*** Opening Text passage ***

Although Snapchat seems pretty straightforward for sharing messages and photos, is it a safe social media platform? We investigated the platform’s security and privacy details along with the biggest Snapchat scams to watch out for in 2023. Would you like to know how to block people on Snapchat and a few other safety tips? If so, we have got you covered in this article.

In this article
8 most common Snapchat scams
Is Snapchat safe?
What to do if you’re scammed on Snapchat
Tips to stay safe on Snapchat
Snapchat scams FAQ
Bottom line

8 most common Snapchat scams

We have highlighted eight common Snapchat scams and how each scam works so that you can learn how cybercriminals are attempting to obtain your information.

1. Fake celebrity impersonation scam

Scammers often make fake accounts and pose as celebrities on Snapchat to directly message you, asking you to send money for a charity or for some other reason. The “celebrity” could also send a link to a spoofed website that can fraudulently obtain your payment details.

It would be a rare case that a celebrity would directly reach out to you. A wise personal policy would be to never send money to anyone because of something you saw on Snapchat. If you are interested in a specific charity or cause, do some thorough research online and donate directly through a verified link on a legitimate website.

2. Fake contest scam

Upon first hearing you have won a contest, you may feel elated, and that is what scammers count on! Slow down because it could be too good to be true, especially if you’re informed through a social media platform like Snapchat. In this type of scam, cybercriminals may pretend to be from a legitimate organization and ask for your personal details to award a prize to you.

It’s a red flag if you’re asked to pay money or to give your bank account number or credit card information to claim a prize. It could be helpful to part ways with the individual contacting you, look up the organization on the internet, and double-check with its verified customer service team before interacting further.

*** Closing Text passage ***
*** Opening Supplied data ***

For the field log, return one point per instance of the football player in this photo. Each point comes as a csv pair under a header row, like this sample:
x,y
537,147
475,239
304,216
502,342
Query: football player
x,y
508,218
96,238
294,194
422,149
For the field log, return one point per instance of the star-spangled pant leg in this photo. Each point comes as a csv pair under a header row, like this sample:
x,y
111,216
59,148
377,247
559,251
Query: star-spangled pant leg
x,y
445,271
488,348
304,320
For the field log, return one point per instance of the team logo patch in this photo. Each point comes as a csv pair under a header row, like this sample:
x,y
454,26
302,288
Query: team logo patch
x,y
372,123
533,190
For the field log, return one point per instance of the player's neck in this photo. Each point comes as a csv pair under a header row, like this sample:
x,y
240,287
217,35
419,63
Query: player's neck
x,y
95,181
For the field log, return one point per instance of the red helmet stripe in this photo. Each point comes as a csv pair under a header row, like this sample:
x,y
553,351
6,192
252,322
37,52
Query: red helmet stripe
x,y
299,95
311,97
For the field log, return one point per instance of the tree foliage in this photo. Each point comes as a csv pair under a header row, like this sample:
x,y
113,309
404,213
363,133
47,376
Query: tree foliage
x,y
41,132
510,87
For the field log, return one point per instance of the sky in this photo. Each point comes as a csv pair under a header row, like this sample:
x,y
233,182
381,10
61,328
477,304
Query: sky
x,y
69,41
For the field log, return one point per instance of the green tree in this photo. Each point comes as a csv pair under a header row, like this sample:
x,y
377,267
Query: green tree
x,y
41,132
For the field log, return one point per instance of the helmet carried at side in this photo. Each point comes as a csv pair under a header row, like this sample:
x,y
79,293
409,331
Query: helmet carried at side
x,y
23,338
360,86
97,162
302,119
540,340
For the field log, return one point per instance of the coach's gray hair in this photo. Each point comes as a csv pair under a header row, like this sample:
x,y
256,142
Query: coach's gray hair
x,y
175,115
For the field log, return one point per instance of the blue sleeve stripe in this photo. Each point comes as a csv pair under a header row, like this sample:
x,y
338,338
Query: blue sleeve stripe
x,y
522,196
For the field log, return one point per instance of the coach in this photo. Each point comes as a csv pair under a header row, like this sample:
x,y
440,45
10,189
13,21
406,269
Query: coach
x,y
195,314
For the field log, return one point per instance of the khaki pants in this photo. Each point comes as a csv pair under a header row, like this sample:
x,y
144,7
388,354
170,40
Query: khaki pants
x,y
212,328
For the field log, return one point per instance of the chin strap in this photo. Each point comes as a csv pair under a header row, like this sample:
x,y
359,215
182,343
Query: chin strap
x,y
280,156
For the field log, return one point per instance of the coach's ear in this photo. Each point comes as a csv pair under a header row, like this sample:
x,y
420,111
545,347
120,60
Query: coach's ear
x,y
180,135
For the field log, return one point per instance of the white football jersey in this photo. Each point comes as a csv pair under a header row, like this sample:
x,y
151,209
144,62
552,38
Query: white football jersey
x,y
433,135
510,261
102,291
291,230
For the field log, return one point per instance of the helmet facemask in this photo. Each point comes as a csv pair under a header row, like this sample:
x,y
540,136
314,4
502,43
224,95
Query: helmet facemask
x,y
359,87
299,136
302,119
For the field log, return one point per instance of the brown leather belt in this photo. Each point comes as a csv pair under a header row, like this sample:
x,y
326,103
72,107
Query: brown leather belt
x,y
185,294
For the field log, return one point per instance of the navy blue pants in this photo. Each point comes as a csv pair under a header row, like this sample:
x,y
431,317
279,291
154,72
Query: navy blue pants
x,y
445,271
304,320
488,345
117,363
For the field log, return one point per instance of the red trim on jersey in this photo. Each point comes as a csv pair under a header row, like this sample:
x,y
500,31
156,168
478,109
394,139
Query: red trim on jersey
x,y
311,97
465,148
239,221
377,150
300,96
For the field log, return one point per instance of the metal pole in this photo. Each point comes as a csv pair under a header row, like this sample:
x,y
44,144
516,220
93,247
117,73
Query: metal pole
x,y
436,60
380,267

*** Closing Supplied data ***

__Requirement A__:
List the section titles that appear under "In this article" in the Snapchat scams text.
__Requirement B__:
Please copy the Snapchat scams text starting with "Upon first hearing" and going on through "prize to you.", substituting "fraudsters" for "scammers".
__Requirement C__:
Based on the Snapchat scams text, answer yes or no to each statement and quote the words that decide it:
(i) Scammers may set up fake accounts and pose as celebrities on Snapchat.
(ii) Paying money to claim a prize is described as a normal step.
(iii) The text highlights eight common Snapchat scams.
The data is separate material, apart from the Snapchat scams text.

__Written answer A__:
8 most common Snapchat scams
Is Snapchat safe?
What to do if you’re scammed on Snapchat
Tips to stay safe on Snapchat
Snapchat scams FAQ
Bottom line

__Written answer B__:
Upon first hearing you have won a contest, you may feel elated, and that is what fraudsters count on! Slow down because it could be too good to be true, especially if you’re informed through a social media platform like Snapchat. In this type of scam, cybercriminals may pretend to be from a legitimate organization and ask for your personal details to award a prize to you.

__Written answer C__:
(i) Yes: "Scammers often make fake accounts and pose as celebrities on Snapchat"
(ii) No: "It’s a red flag if you’re asked to pay money or to give your bank account number or credit card information to claim a prize."
(iii) Yes: "We have highlighted eight common Snapchat scams"